===== TEXT SEGMENT

Stress fractures pose growing threat to teenage athletes

December 4, 2008

Ever greater competitive pressures on our sports stars of the future risk jeopardizing their health, but imaging is playing an increasingly important role in the early and accurate detection of potential musculoskeletal problems.

Ever greater competitive pressures on our sports stars of the future risk jeopardizing their health, but imaging is playing an increasingly important role in the early and accurate detection of potential musculoskeletal problems.

Young athletes are vulnerable to stress fractures due to fatigue or insufficiency, said Dr. Shaheen Noorani, a radiologist at the Nuffield Orthopaedic Centre in Oxford, U.K., in an education exhibit at RSNA 2008. Over 90% of stress fractures occur in the lower limbs.

Plain radiographs may be normal in the majority of early cases, so other examinations are often necessary. MRI is the gold standard for detecting and delineating stress fractures and has superseded scintigraphy. CT may be useful in specific circumstances, such as detecting the nidus in osteoid osteoma and confirming pars defects. Ultrasound may fortuitously pick up cortical breaks and periosteal reactions, but is not a first-line investigation, Noorani said.

Stress fractures occur due to abnormal repetitive stress on normal bone. Their frequency is increasing as a result of growing demands on young athletes. About 9% occur in children less than 15 years of age, around 32% occur in athletes between 16 and 19 years, and 59% occur in those aged 20 or over.

==========

EXERCISE 1 >> Summarize the article on stress fractures in teenage athletes in two sentences.
EXERCISE 2 >> Write the next paragraph of the article on stress fractures in teenage athletes, picking up after its final sentence.
The records that follow are not needed for anything asked here.

===== EXTRACTED INFORMATION

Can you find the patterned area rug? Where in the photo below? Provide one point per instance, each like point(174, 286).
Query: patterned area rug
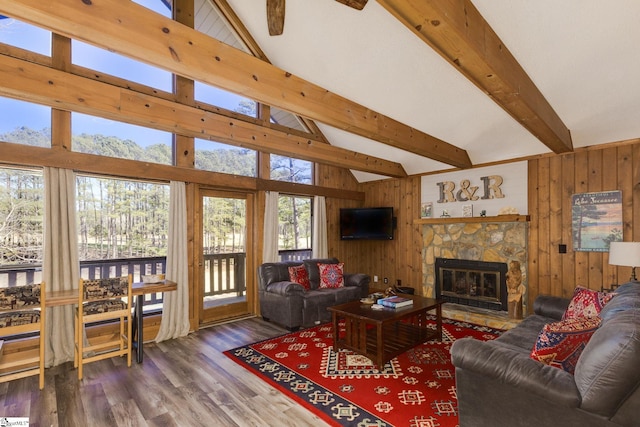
point(415, 389)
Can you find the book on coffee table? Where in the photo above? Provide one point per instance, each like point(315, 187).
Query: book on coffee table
point(395, 302)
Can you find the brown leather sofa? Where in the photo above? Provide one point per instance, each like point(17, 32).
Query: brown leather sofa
point(498, 384)
point(288, 304)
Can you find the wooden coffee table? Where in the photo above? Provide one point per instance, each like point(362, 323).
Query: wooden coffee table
point(383, 334)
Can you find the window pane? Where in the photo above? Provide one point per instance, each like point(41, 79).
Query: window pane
point(123, 228)
point(222, 98)
point(294, 215)
point(25, 36)
point(217, 157)
point(117, 65)
point(25, 123)
point(21, 226)
point(163, 7)
point(290, 169)
point(95, 135)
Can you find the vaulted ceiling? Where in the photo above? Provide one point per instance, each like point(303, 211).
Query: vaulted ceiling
point(497, 79)
point(400, 86)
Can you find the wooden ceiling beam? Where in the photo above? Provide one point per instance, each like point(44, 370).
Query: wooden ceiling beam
point(132, 30)
point(356, 4)
point(65, 91)
point(456, 30)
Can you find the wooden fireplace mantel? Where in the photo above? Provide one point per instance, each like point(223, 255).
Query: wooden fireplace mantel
point(475, 219)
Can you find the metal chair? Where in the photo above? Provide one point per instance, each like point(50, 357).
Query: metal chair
point(103, 300)
point(22, 311)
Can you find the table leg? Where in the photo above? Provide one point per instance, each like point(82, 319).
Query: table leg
point(439, 322)
point(336, 331)
point(138, 326)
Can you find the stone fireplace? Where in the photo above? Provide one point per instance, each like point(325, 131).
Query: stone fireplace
point(499, 239)
point(473, 283)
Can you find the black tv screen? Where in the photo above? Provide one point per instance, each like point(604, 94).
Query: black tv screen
point(366, 223)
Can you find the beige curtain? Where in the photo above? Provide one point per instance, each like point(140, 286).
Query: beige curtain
point(175, 308)
point(270, 244)
point(61, 268)
point(319, 243)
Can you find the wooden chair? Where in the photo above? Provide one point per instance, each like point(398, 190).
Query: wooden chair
point(103, 300)
point(22, 311)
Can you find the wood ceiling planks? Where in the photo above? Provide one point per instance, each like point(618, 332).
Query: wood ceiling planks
point(457, 31)
point(134, 31)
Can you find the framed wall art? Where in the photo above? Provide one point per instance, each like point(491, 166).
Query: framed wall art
point(596, 220)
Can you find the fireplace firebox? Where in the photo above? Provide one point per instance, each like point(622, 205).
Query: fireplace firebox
point(479, 284)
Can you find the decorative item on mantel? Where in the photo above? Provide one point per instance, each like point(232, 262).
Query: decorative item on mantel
point(515, 290)
point(626, 254)
point(508, 210)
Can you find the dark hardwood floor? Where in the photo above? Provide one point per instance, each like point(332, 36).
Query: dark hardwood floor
point(182, 382)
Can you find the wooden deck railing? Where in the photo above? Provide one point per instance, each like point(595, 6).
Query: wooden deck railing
point(224, 273)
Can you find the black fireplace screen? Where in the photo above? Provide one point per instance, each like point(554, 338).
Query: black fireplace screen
point(474, 283)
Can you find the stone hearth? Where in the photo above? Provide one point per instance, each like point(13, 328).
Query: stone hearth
point(486, 239)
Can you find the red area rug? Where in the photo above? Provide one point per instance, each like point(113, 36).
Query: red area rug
point(415, 389)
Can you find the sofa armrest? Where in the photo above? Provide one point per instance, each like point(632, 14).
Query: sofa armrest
point(285, 288)
point(356, 279)
point(511, 367)
point(550, 306)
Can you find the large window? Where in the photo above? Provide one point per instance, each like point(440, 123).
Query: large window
point(291, 170)
point(294, 226)
point(94, 135)
point(94, 58)
point(123, 228)
point(21, 226)
point(121, 218)
point(25, 36)
point(25, 123)
point(216, 157)
point(222, 98)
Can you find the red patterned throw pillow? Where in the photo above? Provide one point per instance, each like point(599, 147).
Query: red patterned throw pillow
point(331, 275)
point(298, 274)
point(560, 344)
point(586, 303)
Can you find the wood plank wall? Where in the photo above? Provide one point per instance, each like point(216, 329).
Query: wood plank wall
point(395, 259)
point(552, 180)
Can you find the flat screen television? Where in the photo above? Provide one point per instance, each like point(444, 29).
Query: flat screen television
point(366, 223)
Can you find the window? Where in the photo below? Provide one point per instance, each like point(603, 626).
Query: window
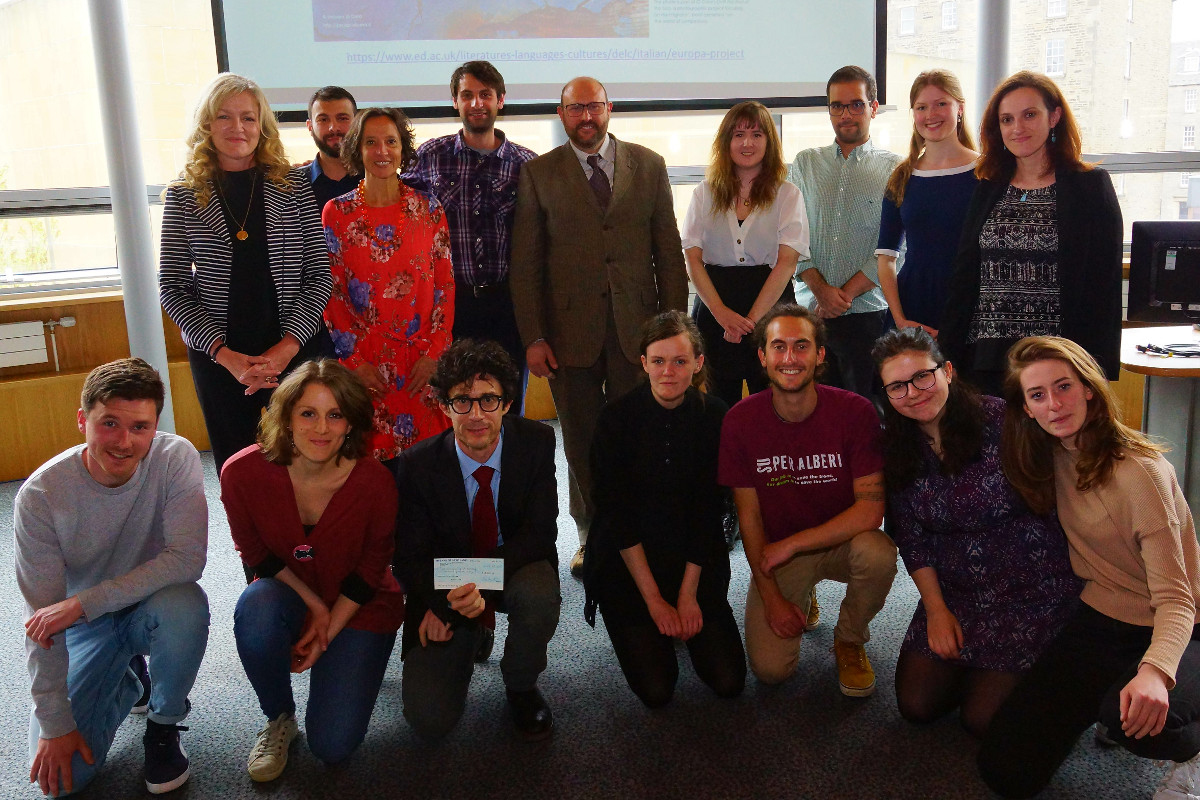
point(1055, 58)
point(949, 16)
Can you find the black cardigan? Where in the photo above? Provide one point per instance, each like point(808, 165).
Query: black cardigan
point(1090, 247)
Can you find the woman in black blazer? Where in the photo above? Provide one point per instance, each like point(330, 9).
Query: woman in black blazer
point(1041, 250)
point(244, 270)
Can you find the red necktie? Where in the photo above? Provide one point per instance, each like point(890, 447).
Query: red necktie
point(485, 530)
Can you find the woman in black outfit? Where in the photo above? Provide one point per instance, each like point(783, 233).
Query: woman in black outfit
point(657, 563)
point(244, 270)
point(1041, 248)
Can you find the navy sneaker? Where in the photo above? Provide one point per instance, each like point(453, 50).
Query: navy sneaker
point(138, 665)
point(166, 758)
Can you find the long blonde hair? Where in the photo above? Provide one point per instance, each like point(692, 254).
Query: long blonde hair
point(202, 166)
point(948, 83)
point(721, 178)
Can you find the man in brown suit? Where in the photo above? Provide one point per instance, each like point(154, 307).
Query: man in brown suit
point(595, 253)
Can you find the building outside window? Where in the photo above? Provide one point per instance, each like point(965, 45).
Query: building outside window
point(1055, 56)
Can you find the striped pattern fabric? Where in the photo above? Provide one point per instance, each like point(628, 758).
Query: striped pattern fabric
point(196, 256)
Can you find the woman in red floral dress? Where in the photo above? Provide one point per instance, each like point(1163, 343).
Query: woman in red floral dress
point(393, 304)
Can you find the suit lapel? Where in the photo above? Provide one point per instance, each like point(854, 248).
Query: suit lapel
point(624, 172)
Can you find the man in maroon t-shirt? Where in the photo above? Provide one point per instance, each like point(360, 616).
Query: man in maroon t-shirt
point(807, 471)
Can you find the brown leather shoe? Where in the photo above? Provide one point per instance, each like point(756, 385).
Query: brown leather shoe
point(531, 715)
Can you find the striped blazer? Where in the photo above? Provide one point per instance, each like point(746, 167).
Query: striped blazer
point(196, 256)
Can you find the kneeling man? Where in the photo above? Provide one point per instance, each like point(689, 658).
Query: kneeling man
point(111, 539)
point(807, 470)
point(483, 489)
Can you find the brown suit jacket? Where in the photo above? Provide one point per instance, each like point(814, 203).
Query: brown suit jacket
point(569, 257)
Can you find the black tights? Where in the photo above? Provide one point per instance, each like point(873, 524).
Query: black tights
point(929, 689)
point(648, 659)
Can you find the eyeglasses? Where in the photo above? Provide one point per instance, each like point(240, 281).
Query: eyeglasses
point(594, 109)
point(462, 403)
point(856, 108)
point(921, 380)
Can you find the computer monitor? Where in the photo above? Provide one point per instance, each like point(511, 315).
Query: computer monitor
point(1164, 272)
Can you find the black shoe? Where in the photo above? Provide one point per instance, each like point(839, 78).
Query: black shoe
point(484, 651)
point(138, 665)
point(531, 715)
point(166, 759)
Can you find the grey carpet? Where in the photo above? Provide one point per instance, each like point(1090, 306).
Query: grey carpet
point(802, 739)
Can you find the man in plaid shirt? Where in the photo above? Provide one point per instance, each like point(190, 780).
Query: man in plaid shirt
point(474, 174)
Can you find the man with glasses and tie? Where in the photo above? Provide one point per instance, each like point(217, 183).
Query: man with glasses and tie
point(484, 489)
point(843, 186)
point(595, 253)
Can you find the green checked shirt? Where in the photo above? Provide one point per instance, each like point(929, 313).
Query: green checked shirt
point(843, 198)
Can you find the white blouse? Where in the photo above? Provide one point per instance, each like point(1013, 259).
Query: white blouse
point(756, 240)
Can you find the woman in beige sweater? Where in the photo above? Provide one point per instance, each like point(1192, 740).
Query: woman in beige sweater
point(1129, 659)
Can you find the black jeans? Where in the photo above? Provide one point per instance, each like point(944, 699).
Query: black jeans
point(1075, 683)
point(648, 659)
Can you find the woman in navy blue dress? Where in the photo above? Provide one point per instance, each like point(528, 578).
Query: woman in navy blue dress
point(927, 202)
point(994, 577)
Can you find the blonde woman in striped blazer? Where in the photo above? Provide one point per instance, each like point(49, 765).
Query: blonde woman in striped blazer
point(244, 270)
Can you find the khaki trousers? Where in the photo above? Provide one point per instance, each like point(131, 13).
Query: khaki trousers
point(867, 564)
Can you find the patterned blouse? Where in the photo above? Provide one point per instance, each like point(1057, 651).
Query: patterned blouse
point(1019, 290)
point(393, 302)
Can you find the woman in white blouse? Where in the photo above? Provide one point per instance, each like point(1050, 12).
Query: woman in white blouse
point(744, 232)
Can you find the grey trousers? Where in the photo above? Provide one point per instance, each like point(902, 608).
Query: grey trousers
point(437, 677)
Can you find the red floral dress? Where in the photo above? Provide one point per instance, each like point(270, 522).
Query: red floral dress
point(393, 302)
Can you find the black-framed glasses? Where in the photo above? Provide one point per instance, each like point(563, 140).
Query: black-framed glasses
point(856, 108)
point(462, 403)
point(594, 109)
point(921, 380)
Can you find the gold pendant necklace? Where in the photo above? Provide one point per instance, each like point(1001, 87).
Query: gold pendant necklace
point(241, 233)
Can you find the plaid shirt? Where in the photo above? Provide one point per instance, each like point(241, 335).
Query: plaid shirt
point(479, 194)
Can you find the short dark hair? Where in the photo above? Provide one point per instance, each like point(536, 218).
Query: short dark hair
point(352, 145)
point(469, 359)
point(850, 73)
point(327, 94)
point(481, 71)
point(789, 310)
point(123, 379)
point(353, 400)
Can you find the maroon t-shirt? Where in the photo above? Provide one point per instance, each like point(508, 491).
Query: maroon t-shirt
point(803, 471)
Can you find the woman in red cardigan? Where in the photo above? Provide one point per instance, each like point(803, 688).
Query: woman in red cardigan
point(312, 516)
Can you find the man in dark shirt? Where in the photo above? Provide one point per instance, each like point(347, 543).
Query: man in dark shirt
point(330, 112)
point(473, 174)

==========

WRITTEN ANSWER 1 >> Young athletes are vulnerable to stress fractures, which result from abnormal repetitive stress on normal bone, are becoming more frequent as demands on these athletes grow, and occur in the lower limbs in over 90% of cases. Because plain radiographs may be normal in most early cases, other examinations are often needed: MRI is the gold standard, CT is useful in specific circumstances, and ultrasound is not a first-line investigation.

WRITTEN ANSWER 2 >>
Fatigue stress fractures, on the other hand, occur in normal healthy bone due to abnormal muscular stress or unusual forces. Insufficiency stress fractures occur under normal physiological conditions in unhealthy bone that is mineral-deficient or abnormal.

For the pathogenesis, there are three main hypotheses, Noorani said.

The first is Wolff's Law, in which the remodelling process is inundated with an unusual intensity of mechanical stresses, resulting in a stress fracture. The second theory is that during repetitive exercise, the muscles tire, leading to different movements and strain patterns and causing excessive tension focused on specific areas of bone not usually subject to these forces. The third hypothesis is that repetitive forces cause an increase in muscle action, which results in disproportionate forces at the site of the muscle origin or insertion.